• Problem description
Write the data out again in full, with no departure from the original.

[Items from a dataset]
-- BEGIN --

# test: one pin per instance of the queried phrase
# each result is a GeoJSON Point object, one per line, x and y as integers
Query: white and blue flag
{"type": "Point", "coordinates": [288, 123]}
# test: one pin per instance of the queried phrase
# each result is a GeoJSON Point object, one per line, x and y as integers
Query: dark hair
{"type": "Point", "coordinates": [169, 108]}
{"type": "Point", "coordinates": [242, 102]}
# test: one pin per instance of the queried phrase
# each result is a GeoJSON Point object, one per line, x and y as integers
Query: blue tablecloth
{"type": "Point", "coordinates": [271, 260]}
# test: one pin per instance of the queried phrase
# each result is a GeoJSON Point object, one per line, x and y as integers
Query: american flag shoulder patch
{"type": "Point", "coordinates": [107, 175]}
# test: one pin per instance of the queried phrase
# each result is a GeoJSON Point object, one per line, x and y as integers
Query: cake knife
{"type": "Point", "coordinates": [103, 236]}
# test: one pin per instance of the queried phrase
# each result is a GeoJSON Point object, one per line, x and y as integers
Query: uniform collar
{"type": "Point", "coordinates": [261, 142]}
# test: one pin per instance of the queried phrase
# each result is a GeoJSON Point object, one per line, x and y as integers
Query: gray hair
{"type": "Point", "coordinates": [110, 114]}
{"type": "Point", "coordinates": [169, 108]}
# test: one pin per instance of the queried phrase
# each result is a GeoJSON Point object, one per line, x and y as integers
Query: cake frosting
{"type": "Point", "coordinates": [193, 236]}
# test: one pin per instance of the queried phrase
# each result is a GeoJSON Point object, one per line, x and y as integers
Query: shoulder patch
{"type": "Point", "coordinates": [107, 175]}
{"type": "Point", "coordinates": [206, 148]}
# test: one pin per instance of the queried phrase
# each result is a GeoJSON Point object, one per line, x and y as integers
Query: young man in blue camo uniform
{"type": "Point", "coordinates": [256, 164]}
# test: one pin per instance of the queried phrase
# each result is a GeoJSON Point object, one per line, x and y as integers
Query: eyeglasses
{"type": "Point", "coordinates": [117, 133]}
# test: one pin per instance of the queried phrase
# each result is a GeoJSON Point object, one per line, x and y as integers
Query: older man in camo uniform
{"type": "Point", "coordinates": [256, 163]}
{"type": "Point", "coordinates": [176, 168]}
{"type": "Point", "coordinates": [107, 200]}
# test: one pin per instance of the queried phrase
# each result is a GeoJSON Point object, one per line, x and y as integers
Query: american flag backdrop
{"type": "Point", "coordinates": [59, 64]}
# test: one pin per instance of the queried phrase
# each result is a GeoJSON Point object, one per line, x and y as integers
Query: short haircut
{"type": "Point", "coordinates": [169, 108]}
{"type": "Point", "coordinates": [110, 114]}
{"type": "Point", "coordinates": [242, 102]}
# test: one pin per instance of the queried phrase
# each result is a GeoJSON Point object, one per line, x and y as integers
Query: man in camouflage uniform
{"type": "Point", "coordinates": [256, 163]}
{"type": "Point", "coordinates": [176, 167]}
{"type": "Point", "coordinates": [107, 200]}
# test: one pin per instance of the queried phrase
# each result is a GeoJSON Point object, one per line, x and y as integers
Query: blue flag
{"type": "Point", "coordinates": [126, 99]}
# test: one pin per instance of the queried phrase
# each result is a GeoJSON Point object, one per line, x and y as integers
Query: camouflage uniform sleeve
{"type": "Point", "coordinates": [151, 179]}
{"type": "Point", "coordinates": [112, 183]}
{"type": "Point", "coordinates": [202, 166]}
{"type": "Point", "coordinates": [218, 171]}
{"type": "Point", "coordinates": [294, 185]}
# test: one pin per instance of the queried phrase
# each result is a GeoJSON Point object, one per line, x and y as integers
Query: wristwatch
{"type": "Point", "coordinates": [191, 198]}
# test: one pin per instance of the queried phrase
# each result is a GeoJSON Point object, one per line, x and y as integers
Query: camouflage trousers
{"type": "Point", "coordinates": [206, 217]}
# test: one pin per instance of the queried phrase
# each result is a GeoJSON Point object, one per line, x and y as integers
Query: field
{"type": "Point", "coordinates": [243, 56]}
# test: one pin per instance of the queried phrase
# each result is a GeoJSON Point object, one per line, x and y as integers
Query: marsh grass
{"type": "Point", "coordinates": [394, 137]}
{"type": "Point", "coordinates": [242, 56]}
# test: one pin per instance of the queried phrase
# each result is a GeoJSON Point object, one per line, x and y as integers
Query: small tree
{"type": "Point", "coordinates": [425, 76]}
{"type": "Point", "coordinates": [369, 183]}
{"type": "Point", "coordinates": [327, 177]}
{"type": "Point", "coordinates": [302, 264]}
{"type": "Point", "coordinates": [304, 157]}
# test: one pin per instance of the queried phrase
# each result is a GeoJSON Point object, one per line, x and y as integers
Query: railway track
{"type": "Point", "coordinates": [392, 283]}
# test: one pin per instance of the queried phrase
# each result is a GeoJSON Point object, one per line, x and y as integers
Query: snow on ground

-- END --

• Solution to this task
# test: one pin per instance of the queried phrase
# each result is a GeoJSON Point object, one per line, x and y as integers
Query: white and blue flag
{"type": "Point", "coordinates": [288, 123]}
# test: one pin per instance of the queried phrase
# each result is a GeoJSON Point object, one per line, x and y as integers
Query: dark hair
{"type": "Point", "coordinates": [169, 108]}
{"type": "Point", "coordinates": [242, 102]}
# test: one pin per instance of the queried phrase
# each result is a GeoJSON Point object, one per line, x and y as integers
Query: blue tablecloth
{"type": "Point", "coordinates": [271, 260]}
# test: one pin per instance of the queried phrase
# each result is a GeoJSON Point object, one per line, x and y as integers
Query: american flag shoulder patch
{"type": "Point", "coordinates": [107, 175]}
# test: one pin per instance of the queried phrase
# each result is a GeoJSON Point object, one per line, x and y as integers
Query: cake knife
{"type": "Point", "coordinates": [103, 236]}
# test: one pin per instance of the queried phrase
# each result is a GeoJSON Point object, one per line, x and y as integers
Query: uniform collar
{"type": "Point", "coordinates": [261, 142]}
# test: one pin per instance of the queried phrase
# each result is a GeoJSON Point object, one per line, x and y as integers
Query: gray hair
{"type": "Point", "coordinates": [110, 114]}
{"type": "Point", "coordinates": [169, 108]}
# test: one pin per instance of the queried phrase
# each result is a GeoJSON Point object, one per line, x and y as integers
Query: cake frosting
{"type": "Point", "coordinates": [193, 236]}
# test: one pin per instance of the queried phrase
# each result is a GeoJSON Point object, one per line, x and y as integers
Query: shoulder patch
{"type": "Point", "coordinates": [107, 175]}
{"type": "Point", "coordinates": [206, 148]}
# test: one pin per instance of the queried phrase
# each result is a GeoJSON Point object, one per line, x and y as integers
Query: young man in blue camo uniform
{"type": "Point", "coordinates": [256, 164]}
# test: one pin per instance of the queried phrase
# each result is a GeoJSON Point object, one per line, x and y as integers
Query: eyeglasses
{"type": "Point", "coordinates": [117, 133]}
# test: one pin per instance of the queried phrase
# each result is a GeoJSON Point object, one per line, x and y as integers
Query: older man in camo uniform
{"type": "Point", "coordinates": [256, 163]}
{"type": "Point", "coordinates": [176, 168]}
{"type": "Point", "coordinates": [107, 200]}
# test: one pin per instance of the queried phrase
# each result is a GeoJSON Point object, one per line, x and y as integers
Query: american flag backdrop
{"type": "Point", "coordinates": [59, 64]}
# test: one pin per instance of the queried phrase
# each result is a GeoJSON Point object, one per line, x and y as integers
Query: short haircut
{"type": "Point", "coordinates": [169, 108]}
{"type": "Point", "coordinates": [110, 114]}
{"type": "Point", "coordinates": [242, 102]}
# test: one pin per instance of the queried phrase
# each result is a GeoJSON Point object, one per line, x and y as integers
Query: man in camouflage uniform
{"type": "Point", "coordinates": [256, 163]}
{"type": "Point", "coordinates": [176, 167]}
{"type": "Point", "coordinates": [107, 200]}
# test: one pin per instance of the queried phrase
# each result is a GeoJSON Point object, one per line, x and y as integers
Query: blue flag
{"type": "Point", "coordinates": [126, 99]}
# test: one pin per instance of the queried phrase
# each result is a GeoJSON Point object, one per line, x and y as integers
Query: camouflage uniform sleeve
{"type": "Point", "coordinates": [151, 179]}
{"type": "Point", "coordinates": [112, 183]}
{"type": "Point", "coordinates": [202, 166]}
{"type": "Point", "coordinates": [218, 171]}
{"type": "Point", "coordinates": [294, 185]}
# test: one pin per instance of the queried phrase
# each result is a GeoJSON Point object, one per line, x and y as integers
Query: wristwatch
{"type": "Point", "coordinates": [191, 198]}
# test: one pin per instance of the queried phrase
# each result is a GeoJSON Point object, one per line, x and y as integers
Query: camouflage trousers
{"type": "Point", "coordinates": [206, 217]}
# test: one pin per instance of the queried phrase
# each result is a GeoJSON Point object, one per line, x and y as integers
Query: field
{"type": "Point", "coordinates": [243, 56]}
# test: one pin per instance of the queried phrase
# each result is a GeoJSON Point object, one per line, x and y as integers
Query: marsh grass
{"type": "Point", "coordinates": [394, 137]}
{"type": "Point", "coordinates": [242, 56]}
# test: one pin per instance of the queried phrase
# each result is a GeoJSON Point object, one per line, x and y as integers
Query: small tree
{"type": "Point", "coordinates": [425, 76]}
{"type": "Point", "coordinates": [369, 183]}
{"type": "Point", "coordinates": [327, 177]}
{"type": "Point", "coordinates": [302, 264]}
{"type": "Point", "coordinates": [304, 157]}
# test: one pin per instance of the queried phrase
# each result is a GeoJSON Point object, one per line, x and y as integers
Query: railway track
{"type": "Point", "coordinates": [392, 283]}
# test: one pin per instance of the queried phrase
# each result is a GeoJSON Point object, one per line, x and y as integers
Query: snow on ground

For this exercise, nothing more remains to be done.